Lines of data:
★ ★ ★ ★ ★ ★ ★
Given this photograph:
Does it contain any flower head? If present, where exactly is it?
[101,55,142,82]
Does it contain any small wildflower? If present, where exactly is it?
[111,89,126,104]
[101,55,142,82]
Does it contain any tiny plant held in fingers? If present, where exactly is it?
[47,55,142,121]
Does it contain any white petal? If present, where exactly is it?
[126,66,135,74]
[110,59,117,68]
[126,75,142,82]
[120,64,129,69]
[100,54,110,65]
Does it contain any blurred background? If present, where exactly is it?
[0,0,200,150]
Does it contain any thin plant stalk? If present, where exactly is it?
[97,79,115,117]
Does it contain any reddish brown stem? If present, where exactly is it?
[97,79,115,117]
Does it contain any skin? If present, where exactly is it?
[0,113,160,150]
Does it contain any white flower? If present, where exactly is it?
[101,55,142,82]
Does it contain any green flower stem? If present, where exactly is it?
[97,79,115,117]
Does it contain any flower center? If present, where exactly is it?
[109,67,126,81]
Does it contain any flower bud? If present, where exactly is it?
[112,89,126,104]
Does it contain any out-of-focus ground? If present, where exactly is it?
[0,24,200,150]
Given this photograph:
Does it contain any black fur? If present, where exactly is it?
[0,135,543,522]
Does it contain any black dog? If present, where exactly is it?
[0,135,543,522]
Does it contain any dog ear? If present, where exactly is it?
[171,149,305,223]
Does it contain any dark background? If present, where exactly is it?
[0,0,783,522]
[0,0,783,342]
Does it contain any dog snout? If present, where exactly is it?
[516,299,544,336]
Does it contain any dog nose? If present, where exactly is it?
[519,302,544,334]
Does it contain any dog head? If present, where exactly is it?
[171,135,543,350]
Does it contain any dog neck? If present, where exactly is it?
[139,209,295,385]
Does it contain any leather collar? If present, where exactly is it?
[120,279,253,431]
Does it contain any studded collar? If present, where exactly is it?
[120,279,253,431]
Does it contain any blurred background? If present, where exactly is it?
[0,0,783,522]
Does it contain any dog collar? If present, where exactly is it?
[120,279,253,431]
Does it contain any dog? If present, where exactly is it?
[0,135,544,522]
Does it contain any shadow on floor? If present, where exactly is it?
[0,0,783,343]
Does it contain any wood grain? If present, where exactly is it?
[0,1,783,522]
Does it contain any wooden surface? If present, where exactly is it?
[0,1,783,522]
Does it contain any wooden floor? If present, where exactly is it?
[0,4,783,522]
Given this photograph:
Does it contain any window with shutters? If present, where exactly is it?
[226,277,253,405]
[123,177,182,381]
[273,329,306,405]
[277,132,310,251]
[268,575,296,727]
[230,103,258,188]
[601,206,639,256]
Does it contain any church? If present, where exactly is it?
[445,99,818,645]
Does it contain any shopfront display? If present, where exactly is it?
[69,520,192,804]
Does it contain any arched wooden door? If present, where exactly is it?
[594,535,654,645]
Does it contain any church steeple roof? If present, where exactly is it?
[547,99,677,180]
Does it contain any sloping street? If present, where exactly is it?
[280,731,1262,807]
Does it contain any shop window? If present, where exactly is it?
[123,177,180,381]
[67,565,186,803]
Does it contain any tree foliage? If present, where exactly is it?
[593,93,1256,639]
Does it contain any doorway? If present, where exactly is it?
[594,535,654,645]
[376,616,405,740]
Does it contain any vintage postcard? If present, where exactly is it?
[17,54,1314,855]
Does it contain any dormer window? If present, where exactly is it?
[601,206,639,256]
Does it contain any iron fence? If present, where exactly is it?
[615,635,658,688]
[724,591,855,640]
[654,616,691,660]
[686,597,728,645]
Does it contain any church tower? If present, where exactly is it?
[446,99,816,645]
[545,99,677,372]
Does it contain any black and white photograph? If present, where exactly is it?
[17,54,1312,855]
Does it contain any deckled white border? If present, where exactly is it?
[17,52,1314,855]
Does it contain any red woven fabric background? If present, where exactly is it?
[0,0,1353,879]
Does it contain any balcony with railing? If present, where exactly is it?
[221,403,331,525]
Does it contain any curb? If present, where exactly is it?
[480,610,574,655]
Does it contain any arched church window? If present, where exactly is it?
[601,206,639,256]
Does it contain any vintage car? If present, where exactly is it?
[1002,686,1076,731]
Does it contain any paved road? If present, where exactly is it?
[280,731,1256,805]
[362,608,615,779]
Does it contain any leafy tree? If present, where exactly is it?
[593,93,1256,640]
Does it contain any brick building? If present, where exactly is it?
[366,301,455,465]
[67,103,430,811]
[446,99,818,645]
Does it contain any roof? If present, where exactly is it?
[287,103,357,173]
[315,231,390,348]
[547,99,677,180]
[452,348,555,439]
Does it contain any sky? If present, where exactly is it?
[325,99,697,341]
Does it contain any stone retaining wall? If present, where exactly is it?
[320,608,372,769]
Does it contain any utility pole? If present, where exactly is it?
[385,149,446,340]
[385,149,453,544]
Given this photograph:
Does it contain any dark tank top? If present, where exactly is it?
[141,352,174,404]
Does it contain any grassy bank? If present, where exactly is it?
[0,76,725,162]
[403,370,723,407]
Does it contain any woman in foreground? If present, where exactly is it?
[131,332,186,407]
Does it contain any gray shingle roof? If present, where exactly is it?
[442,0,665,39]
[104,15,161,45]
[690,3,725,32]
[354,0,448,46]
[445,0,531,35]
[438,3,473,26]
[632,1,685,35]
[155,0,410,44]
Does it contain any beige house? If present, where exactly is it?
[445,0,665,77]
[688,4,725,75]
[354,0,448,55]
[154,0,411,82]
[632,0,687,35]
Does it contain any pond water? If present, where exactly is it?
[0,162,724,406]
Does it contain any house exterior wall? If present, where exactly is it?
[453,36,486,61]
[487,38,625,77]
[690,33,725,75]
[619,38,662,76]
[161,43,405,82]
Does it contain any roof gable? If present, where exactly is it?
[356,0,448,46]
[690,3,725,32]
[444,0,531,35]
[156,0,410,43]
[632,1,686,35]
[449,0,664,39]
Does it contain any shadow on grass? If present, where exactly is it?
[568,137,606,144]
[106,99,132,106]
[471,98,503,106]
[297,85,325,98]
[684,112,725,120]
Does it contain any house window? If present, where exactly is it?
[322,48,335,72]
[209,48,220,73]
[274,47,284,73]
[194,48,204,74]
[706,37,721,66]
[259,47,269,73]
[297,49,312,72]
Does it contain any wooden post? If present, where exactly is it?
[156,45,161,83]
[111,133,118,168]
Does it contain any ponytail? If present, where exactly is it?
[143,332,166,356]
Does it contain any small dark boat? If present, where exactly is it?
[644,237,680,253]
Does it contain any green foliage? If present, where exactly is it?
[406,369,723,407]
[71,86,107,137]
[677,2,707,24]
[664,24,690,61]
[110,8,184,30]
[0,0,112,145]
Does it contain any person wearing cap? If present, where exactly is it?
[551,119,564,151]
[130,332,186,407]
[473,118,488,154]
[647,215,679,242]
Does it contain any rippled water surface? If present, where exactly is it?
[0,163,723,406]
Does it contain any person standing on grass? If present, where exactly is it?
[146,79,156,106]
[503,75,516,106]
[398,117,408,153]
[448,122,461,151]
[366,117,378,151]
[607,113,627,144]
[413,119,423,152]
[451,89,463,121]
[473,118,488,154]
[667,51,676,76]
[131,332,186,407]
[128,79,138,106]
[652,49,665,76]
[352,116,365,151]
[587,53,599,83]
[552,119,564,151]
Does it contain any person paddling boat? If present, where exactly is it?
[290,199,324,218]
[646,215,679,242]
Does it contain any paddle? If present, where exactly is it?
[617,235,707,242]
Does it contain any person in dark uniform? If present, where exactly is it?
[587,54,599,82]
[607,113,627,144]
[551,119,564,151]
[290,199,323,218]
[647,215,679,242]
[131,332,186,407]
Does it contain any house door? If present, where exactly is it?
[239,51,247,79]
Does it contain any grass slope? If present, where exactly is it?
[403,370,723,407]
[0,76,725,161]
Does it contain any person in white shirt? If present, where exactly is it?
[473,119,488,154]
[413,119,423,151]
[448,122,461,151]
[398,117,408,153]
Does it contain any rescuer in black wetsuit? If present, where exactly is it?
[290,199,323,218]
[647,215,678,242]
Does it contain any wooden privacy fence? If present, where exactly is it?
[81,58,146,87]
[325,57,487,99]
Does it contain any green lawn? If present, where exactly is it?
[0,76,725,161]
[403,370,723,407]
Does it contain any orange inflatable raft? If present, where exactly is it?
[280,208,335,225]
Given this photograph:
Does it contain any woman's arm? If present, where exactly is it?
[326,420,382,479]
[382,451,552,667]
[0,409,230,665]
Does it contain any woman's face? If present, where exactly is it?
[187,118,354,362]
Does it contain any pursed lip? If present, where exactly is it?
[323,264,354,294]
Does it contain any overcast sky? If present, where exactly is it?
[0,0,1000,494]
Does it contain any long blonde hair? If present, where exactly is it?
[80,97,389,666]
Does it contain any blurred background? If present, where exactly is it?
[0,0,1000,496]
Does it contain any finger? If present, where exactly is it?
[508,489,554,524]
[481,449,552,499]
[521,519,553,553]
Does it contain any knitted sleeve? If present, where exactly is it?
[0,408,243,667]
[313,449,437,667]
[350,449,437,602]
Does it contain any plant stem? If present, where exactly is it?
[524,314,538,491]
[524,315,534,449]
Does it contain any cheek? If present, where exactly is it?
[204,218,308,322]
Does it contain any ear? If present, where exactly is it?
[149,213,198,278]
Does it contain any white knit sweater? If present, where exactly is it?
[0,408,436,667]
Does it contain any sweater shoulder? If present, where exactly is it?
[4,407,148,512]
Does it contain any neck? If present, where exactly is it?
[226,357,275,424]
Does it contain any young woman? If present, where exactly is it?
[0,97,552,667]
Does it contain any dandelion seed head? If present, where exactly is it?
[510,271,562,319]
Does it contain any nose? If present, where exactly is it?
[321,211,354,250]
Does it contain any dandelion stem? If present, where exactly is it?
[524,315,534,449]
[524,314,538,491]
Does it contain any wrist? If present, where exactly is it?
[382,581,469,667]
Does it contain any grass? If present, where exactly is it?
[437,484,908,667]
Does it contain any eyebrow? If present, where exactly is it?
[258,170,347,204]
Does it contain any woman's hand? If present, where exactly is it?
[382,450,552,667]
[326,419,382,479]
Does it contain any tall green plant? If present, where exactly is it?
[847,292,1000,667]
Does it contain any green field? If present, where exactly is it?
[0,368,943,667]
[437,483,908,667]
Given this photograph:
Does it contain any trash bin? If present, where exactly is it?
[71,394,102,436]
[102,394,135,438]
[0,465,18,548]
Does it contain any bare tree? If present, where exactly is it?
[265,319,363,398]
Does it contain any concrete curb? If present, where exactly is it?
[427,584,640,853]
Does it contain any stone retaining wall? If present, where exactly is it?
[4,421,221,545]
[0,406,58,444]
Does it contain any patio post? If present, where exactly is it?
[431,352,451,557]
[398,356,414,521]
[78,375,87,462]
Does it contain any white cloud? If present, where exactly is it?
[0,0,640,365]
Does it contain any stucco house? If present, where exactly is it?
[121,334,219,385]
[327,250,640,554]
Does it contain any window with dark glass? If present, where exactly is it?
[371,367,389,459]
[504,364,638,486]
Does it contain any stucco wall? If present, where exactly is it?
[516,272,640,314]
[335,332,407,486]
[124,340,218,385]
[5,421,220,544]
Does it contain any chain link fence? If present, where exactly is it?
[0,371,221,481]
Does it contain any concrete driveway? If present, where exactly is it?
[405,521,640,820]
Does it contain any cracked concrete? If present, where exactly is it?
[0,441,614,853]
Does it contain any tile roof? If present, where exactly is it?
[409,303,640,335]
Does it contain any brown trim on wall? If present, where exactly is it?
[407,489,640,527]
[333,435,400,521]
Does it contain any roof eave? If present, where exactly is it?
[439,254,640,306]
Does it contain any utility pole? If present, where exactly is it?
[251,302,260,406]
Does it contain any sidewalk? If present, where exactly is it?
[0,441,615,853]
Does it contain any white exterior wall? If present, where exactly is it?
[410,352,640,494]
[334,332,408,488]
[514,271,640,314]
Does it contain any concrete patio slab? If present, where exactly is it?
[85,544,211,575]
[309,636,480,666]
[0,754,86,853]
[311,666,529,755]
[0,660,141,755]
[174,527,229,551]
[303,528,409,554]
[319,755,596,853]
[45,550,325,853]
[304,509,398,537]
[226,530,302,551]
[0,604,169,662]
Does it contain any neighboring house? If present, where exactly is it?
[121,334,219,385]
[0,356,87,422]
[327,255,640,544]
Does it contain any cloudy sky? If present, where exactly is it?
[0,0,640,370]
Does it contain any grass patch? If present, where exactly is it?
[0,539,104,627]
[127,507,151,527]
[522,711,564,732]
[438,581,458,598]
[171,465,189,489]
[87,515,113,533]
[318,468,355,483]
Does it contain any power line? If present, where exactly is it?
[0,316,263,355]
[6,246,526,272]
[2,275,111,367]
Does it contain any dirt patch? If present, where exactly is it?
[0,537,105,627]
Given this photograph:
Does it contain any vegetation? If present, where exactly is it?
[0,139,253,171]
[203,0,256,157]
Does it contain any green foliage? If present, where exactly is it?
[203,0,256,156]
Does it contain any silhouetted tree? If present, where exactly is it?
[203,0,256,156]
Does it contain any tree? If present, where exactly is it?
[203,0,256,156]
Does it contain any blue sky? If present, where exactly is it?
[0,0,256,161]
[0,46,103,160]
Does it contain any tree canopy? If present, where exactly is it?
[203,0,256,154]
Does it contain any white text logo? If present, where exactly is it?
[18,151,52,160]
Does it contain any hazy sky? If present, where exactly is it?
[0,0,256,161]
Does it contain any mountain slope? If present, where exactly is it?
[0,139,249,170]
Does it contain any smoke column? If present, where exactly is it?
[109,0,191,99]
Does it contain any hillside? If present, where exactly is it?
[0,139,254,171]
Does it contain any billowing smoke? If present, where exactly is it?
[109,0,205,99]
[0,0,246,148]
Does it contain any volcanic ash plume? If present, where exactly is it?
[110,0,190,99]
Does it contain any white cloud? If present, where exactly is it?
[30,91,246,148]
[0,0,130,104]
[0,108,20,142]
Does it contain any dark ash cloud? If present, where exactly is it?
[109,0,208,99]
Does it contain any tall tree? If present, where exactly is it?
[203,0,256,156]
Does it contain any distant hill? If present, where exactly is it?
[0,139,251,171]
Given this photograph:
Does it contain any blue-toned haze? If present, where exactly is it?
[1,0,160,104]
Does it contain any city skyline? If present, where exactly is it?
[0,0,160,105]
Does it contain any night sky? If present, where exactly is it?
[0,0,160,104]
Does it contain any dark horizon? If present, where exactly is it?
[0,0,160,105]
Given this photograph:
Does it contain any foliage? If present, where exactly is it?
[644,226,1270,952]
★ ★ ★ ★ ★ ★ ★
Find every line in the material that contains the string "patch", and copy each of those lines in full.

*FULL ANSWER*
Does it contain any grass patch? If present, where exactly is it?
Does it contain any dirt patch? If present, where exactly is it?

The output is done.